## start

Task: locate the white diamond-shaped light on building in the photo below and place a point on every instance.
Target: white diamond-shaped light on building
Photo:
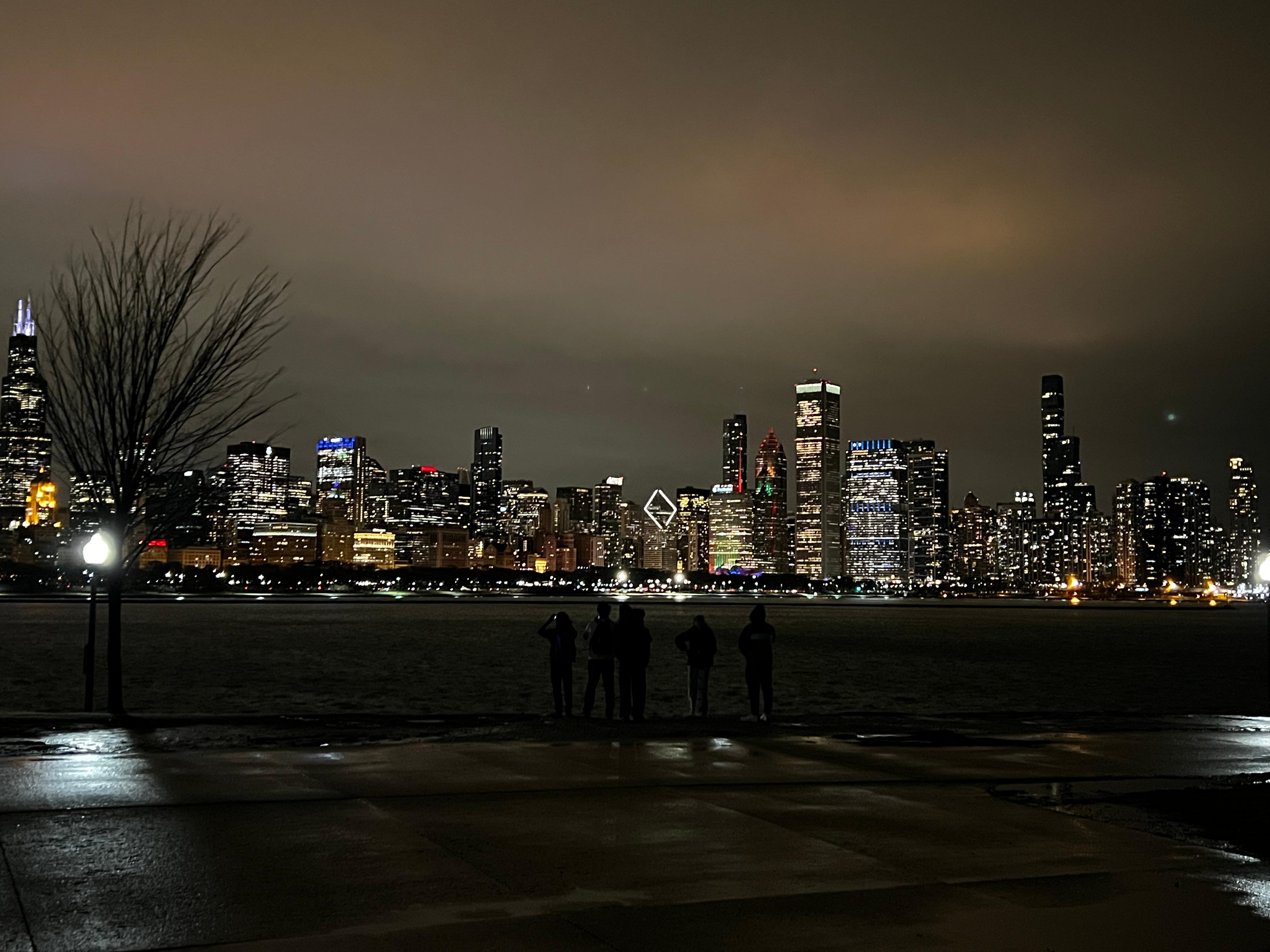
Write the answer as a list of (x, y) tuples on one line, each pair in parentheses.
[(661, 509)]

## end

To do – Convert the records above into a JSON list of strings, with one string per line and no blank lines. Leave the pictures out.

Exercise answer –
[
  "Task: locate the white diamond-shaped light on building in the photo below and place a point on every instance.",
  "Target: white diamond-shaped light on building",
  "Photo:",
  "Write the answer as a list of (x, y) tuples on one line, each pair in parentheses.",
  "[(661, 509)]"
]